What you have to do: Write the listing below out again exactly, dropping the images.

>> Start

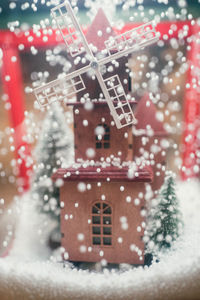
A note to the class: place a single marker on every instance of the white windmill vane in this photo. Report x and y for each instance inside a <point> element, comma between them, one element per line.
<point>115,47</point>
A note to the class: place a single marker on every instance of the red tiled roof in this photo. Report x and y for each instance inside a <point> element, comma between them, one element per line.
<point>98,173</point>
<point>100,23</point>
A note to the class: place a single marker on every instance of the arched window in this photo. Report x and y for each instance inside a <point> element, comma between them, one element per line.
<point>103,141</point>
<point>101,224</point>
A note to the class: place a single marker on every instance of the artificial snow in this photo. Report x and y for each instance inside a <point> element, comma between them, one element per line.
<point>27,274</point>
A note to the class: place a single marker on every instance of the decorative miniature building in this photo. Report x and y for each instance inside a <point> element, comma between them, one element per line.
<point>102,198</point>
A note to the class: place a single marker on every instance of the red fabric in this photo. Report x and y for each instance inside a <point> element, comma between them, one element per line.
<point>14,89</point>
<point>192,108</point>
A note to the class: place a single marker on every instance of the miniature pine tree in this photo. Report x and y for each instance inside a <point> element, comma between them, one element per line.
<point>53,150</point>
<point>165,219</point>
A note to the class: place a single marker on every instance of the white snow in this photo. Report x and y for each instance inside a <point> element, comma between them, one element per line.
<point>27,274</point>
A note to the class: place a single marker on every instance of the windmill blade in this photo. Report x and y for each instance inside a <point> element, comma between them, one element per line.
<point>61,89</point>
<point>130,41</point>
<point>70,29</point>
<point>117,100</point>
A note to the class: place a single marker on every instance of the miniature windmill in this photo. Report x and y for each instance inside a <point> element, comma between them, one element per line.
<point>77,44</point>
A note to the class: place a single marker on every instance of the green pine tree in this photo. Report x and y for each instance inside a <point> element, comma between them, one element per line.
<point>54,149</point>
<point>165,223</point>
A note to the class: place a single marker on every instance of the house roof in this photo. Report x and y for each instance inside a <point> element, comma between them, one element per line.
<point>146,114</point>
<point>99,173</point>
<point>99,31</point>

>> End

Result of the task:
A note to the class: place a single marker on every instance of the white windmill vane in this photo. Report x and y for each instance inside a <point> element, comma between them, one element per line.
<point>115,47</point>
A note to the class: place a single marker on every instance of the red tiled roof in this photo. Report x and y for each instance inside a <point> element, comma between them, one element per line.
<point>98,173</point>
<point>100,23</point>
A note to the class: place a single marker on every instance of the arched window in this photo. Report x and y for each instance inside a <point> element, comma between them, one element per line.
<point>103,141</point>
<point>101,224</point>
A note to the class: place a single marker on every instance of the artificial snow in this photo. Report x and y for each instance inside a <point> element, comma between them, one element per line.
<point>27,274</point>
A note to the class: place a single marker on every instance of the decorative miniature building in this photo. Report x and y for each instance inside a <point> element, comma between them, one element per line.
<point>102,198</point>
A note to the class: place a single marker on every instance of the red fabric in this photo. Report x and y for each instance inside a <point> element, comma between them, one element per line.
<point>14,89</point>
<point>192,108</point>
A note to the class: place a single marker on every instance of the miniature pine tree in this photo. Report x and y for each instance inside a <point> element, comma between them, one element per line.
<point>53,150</point>
<point>165,219</point>
A note to the class: place a single marker on every instance of the white snow in this photo. Report x and y for each instance inside a <point> element, comma between them, one element per line.
<point>27,274</point>
A note to the class: place a single marker on every instance of the windmill blade in this photo. Report x and y for each instance inside a <point> element, comma between them, one element per line.
<point>61,89</point>
<point>130,41</point>
<point>70,29</point>
<point>117,100</point>
A note to the class: place a single marker on every instance of the miniature windmill in this photo. Report x and y for each instance inside a <point> element, comma between them, one element per line.
<point>77,44</point>
A note to the class: place a single marker on every instance of the green pine tree in this photo. Report x and y for each instance inside a <point> element, comma between them, one element per line.
<point>54,149</point>
<point>165,223</point>
A note to the class: place a single marker on every instance of the house roof in this photo. Report x and y for each instance inside a <point> element, comma between them, one element per line.
<point>146,114</point>
<point>99,173</point>
<point>99,31</point>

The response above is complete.